▸ TASK TO COMPLETE:
Recast the rows below as a Markdown table with two columns, No. and Line, numbering each line and leaving out any blank lines.

** Start of RECORDS TO USE **

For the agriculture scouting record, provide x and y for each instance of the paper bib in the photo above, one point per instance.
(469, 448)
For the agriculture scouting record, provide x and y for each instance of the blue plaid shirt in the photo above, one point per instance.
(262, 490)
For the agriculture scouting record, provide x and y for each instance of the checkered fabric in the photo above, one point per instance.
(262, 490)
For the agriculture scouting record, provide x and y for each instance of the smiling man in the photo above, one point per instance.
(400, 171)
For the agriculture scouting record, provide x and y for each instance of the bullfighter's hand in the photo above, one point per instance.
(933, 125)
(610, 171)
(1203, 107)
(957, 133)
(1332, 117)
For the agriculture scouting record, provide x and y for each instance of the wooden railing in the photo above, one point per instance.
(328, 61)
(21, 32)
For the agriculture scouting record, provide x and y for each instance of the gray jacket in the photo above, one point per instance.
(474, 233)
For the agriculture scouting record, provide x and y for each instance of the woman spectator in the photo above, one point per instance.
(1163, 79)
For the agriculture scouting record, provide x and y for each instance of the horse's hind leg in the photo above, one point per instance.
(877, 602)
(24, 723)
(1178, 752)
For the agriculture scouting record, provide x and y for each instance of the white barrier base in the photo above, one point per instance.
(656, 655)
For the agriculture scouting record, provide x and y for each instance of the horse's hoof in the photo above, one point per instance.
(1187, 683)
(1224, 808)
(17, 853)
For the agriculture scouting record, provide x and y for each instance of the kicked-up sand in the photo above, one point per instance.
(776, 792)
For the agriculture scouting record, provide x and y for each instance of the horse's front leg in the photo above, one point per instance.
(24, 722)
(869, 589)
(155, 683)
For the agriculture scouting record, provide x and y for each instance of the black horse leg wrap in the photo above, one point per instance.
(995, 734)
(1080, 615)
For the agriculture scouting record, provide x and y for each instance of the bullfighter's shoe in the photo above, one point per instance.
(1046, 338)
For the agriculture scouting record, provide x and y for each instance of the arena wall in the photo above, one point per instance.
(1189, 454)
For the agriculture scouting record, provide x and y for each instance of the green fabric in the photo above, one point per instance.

** End of RECORDS TO USE **

▸ EXPECTED OUTPUT:
| No. | Line |
|---|---|
| 1 | For the agriculture scouting record, provide x and y for each instance of the paper bib in the photo above, one point per instance. |
| 2 | (469, 448) |
| 3 | For the agriculture scouting record, provide x and y for each instance of the blue plaid shirt in the photo above, one point per instance. |
| 4 | (262, 490) |
| 5 | For the agriculture scouting record, provide x and y for each instance of the checkered fabric in the photo above, one point per instance. |
| 6 | (262, 490) |
| 7 | For the agriculture scouting record, provide x and y for each instance of the smiling man in the photo above, one point per instance. |
| 8 | (400, 171) |
| 9 | For the agriculture scouting record, provide x and y for each instance of the bullfighter's hand in the photo above, one point per instance. |
| 10 | (933, 125) |
| 11 | (610, 171) |
| 12 | (1203, 107) |
| 13 | (957, 133) |
| 14 | (1332, 117) |
| 15 | For the agriculture scouting record, provide x and y for each instance of the wooden railing in the photo above, one point per instance. |
| 16 | (328, 61) |
| 17 | (21, 32) |
| 18 | For the agriculture scouting record, provide x and y for each instance of the gray jacket in the photo above, one point per instance. |
| 19 | (474, 233) |
| 20 | For the agriculture scouting record, provide x and y for each instance of the woman spectator in the photo above, one point per instance. |
| 21 | (1163, 79) |
| 22 | For the agriculture scouting record, provide x and y for each instance of the horse's hind leg in the photo above, one point per instance. |
| 23 | (877, 602) |
| 24 | (24, 723) |
| 25 | (1178, 752) |
| 26 | For the agriculture scouting record, provide x and y for each instance of the white barrier base in the photo above, one point per instance. |
| 27 | (656, 655) |
| 28 | For the agriculture scouting record, provide x and y for each instance of the horse's hoof in the photo above, one point per instance. |
| 29 | (1187, 683) |
| 30 | (1224, 808) |
| 31 | (17, 853) |
| 32 | For the agriculture scouting record, provide x and y for each instance of the kicked-up sand in the photo above, one point per instance. |
| 33 | (776, 792) |
| 34 | For the agriculture scouting record, provide x and y for each instance of the horse's front leg in the photo above, one point per instance. |
| 35 | (24, 722) |
| 36 | (869, 589) |
| 37 | (155, 683) |
| 38 | For the agriculture scouting record, provide x and y for each instance of the black horse leg wrap in the photo above, one point per instance. |
| 39 | (995, 734) |
| 40 | (1080, 615) |
| 41 | For the agriculture scouting record, provide x and y for each instance of the bullfighter's shoe in the photo above, one point per instance. |
| 42 | (1046, 338) |
| 43 | For the agriculture scouting record, provide x and y for each instance of the arena wall in the photo above, one point per instance. |
| 44 | (1189, 454) |
| 45 | For the agriculture scouting record, provide x and y for each instance of the green fabric in the photo above, one point per instance. |